Written request: Continue the talk below about children's education in Auroville, picking up right after its final sentence.

Provided text:
┄┄┄┄┄┄┄┄┄┄┄┄┄┄┄┄┄┄┄┄
I had some kind of a discussion with some parents who are very much worried about their children's future, and I can sympathise with every one of them, because it is true, it is always a matter of anxiety. You want your children to stand on their own; you want your children to have security in life, prosperity in life, fulfilment in life. And sometimes the parents feel that these aims cannot be fulfilled if children are educated only in the new way which we are conceiving or developing here. I think that these fears and anxieties of parents have to be met, and met not only in words, but in actuality. It is a very big work. Merely saying, "Don't worry" is not a satisfactory answer. We have to deal with parents, speak to them, understand their anxieties, identify ourselves with their anxieties, and propose to them that their anxieties will be met properly, satisfactorily that we want ourselves the highest welfare of the children.

But the minimum condition of fulfilling this is that the child should be the centre of Auroville.

Therefore, I would first of all make an appeal to everybody – parents, scholars, scientists, engineers − please devote some time of yours to the needs of the children in Auroville. I don't know the programs, I know many people of these categories of scholars, scientists and engineers, I know their hands are full. They are engaged in such activities, in such important activities, that they may not find time. So my appeal to everyone is: Please, organise your life in such a way that you can contribute to the children’s development. If Auroville is "a field of unending education", then we are all students, and we are engaged in educational activities all the time, or should be engaged in such activities.

This may mean some kind of a change in the whole atmosphere of Auroville. Every working place should also be an educational place, where apprenticeship is nourished. Every worker is to be a teacher in some way or the other. Once somebody who was very active, a leader of one of the activities of the Ashram, said to Mother, "Mother, my work is management." And Mother said, "A good manager has to be a good teacher." So even those executives who are working for so-called management, their lifestyles, their activities have to be oriented so that they become teachers, and look upon themselves as teachers.

In fact, such conclusions have been arrived at even by the people who don't conceive of Auroville, but who try to conceive of the future development of humanity. In 1972 UNESCO published a very important book under the title Learning to Be. It is a very-very important book, and it has made twenty-one important recommendations to the whole world. Some of us had the opportunity to read these twenty-one recommendations to the Mother. And I was very happy when with every statement which was read out to the Mother, Mother said "Excellent... excellent... excellent". This is meant for the world as it is, the outside world, and one of the most important recommendations of this book is that the whole world should prepare itself for developing a learning society. The whole concept of a learning society has been put forward with great force. There are, you know, many concepts of society. One of the concepts is what is called “consumerist society", a society of people where the consumption of goods, and enjoyment of goods, is the criteria of the fulfilment for the society. If you can provide to the people a facility of consumption that is to their satisfaction and therefore production, distribution, economic measures − if you do all this, you are doing wonderful work for society. UNESCO had perceived that this kind of society is unsustainable, and they put forward this alternative, that the whole world should prepare itself for a learning society. Not consumption, but learning. All people on the earth are here for learning, and a society will be judged by whether it can provide the highest levels of learning and continuous levels of learning, and fulfil every human being through the process of learning.
┄┄┄┄┄┄┄┄┄┄┄┄┄┄┄┄┄┄┄┄
Data section:
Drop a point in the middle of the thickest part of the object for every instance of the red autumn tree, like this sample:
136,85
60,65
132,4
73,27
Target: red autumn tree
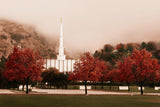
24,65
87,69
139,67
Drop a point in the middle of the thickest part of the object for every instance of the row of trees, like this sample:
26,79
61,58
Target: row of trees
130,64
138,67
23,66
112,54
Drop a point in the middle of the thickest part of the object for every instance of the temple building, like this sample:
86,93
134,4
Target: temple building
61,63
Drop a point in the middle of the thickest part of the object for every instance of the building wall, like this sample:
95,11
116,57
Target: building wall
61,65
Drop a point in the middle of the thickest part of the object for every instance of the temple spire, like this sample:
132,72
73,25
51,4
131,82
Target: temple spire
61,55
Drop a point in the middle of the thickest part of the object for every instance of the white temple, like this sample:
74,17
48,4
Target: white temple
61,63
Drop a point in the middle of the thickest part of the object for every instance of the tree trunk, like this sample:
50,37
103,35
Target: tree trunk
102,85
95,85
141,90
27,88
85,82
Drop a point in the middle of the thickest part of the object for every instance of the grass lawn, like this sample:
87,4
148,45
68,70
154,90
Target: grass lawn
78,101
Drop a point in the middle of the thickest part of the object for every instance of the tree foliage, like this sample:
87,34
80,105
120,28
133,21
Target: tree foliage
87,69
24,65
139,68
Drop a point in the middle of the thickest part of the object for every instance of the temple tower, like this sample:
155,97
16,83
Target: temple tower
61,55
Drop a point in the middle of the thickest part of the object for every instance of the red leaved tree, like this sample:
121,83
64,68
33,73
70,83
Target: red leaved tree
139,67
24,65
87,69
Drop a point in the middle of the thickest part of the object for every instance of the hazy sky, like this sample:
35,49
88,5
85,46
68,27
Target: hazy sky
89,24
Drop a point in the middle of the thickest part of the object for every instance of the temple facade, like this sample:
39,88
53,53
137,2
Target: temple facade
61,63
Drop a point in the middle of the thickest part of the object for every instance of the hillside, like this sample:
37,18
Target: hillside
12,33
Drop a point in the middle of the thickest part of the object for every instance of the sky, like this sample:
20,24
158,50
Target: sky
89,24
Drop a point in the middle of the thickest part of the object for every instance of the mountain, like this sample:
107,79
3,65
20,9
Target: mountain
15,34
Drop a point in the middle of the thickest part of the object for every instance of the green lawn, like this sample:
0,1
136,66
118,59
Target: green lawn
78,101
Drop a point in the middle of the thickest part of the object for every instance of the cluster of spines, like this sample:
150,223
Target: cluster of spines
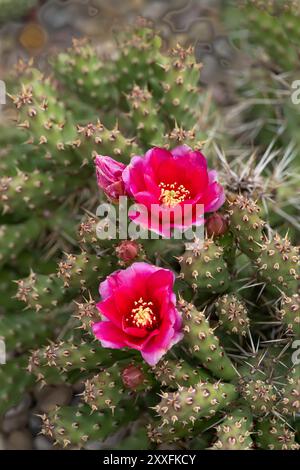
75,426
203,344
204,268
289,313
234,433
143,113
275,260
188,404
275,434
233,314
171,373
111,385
┄┄┄┄┄┄┄┄┄┄┄┄┄┄┄┄┄┄┄┄
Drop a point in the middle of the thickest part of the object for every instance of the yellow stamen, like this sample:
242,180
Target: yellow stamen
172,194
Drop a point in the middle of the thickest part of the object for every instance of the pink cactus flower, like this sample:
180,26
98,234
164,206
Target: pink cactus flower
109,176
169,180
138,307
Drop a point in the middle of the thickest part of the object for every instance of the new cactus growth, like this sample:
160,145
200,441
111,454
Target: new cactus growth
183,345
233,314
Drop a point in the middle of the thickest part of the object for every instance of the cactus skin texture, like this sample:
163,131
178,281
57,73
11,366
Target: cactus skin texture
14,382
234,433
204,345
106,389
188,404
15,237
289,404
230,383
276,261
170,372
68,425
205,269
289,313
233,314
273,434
┄┄┄┄┄┄┄┄┄┄┄┄┄┄┄┄┄┄┄┄
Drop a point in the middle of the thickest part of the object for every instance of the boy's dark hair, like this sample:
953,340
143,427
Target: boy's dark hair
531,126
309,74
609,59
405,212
┄┄┄┄┄┄┄┄┄┄┄┄┄┄┄┄┄┄┄┄
Response to the task:
In fact it is not sufficiently realised among people that the greatest happiness comes when our faculties are developed. It is not sufficiently realised. We think that when consumption is done we feel satisfied, but that is not true, that is only the primary need of man. Food, clothing, shelter are only primary needs. Sri Aurobindo makes a distinction between the primary need and the chief need. These are the primary needs, but what is the chief need of man? And Sri Aurobindo says: development of faculties, exercise of the faculties, and effective utilisation of these faculties. That gives great happiness to the people, real happiness. If I have the faculty of singing and I am not given the facilities of singing, then even if I am given all kinds of books to read, all facilities needed to live, I will be miserable, because my faculty of singing is not allowed any kind of room. All human beings basically pursue this basic need − namely, to develop the faculties. To the extent to which these faculties are developed, you become happy. In fact, once Mother was asked how to judge whether children are progressing or not. So Mother said, "Simply ask them if they are happy.”  The children will be unhappy if they are not progressing. All unhappy children, it's not merely because they don't have something to eat, even if you provide them all the facilities, still they will find a way to be unhappy because they are not able to develop their faculties. So I would suggest that in Auroville our attention should be the development of faculties. And we have to see whether the children's faculties are developed or not. And we have to see what are the potential faculties of children, to observe the faculties of children and to help the development, the flowering of these faculties, and how they can flower.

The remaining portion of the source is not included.